WORK TO COMPLETE: Write down every entry once more, exactly as it reads.

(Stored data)
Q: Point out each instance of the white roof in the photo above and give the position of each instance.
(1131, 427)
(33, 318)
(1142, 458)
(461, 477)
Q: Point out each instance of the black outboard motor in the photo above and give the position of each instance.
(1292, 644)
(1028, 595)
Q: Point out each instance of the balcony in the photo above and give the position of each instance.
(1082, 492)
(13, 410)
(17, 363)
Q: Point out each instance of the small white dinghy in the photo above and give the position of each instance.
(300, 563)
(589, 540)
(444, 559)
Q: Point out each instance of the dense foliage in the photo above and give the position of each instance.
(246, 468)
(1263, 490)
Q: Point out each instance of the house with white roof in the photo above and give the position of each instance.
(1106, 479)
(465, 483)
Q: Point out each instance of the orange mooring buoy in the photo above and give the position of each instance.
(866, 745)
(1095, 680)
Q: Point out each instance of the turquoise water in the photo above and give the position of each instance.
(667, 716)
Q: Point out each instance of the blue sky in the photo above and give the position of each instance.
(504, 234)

OUTPUT FOR THIS TASK:
Q: Point out each instance of the white roof in the photo above and give the position of each instance.
(1131, 427)
(33, 318)
(1142, 458)
(461, 477)
Q: Point out each instance of the black outboard motor in the photo above and give the position of each instance.
(1292, 644)
(1028, 595)
Q: Point out each instance of the balcony in the photo above and give the position of each instance.
(1082, 492)
(13, 410)
(17, 363)
Q: Point out each instance of the small white dinghy in the photo above and give the position of each instance.
(300, 563)
(589, 540)
(444, 559)
Q: Point out each instance of the dense foliage in the photo above and give the position of each instance.
(246, 468)
(1263, 490)
Q: Point out each instance of the house with white roof in the photo above and give the position of each instance.
(1106, 479)
(465, 483)
Q: Point out each instance of the orange mooring buoy in the photo above and give the position of each instance.
(866, 745)
(1095, 680)
Q: Point out each instance of the turquoise water in the photo above and give the position of each instance.
(667, 716)
Q: Point out each instance of the blue sky in the photo above and give the position of each instance.
(504, 234)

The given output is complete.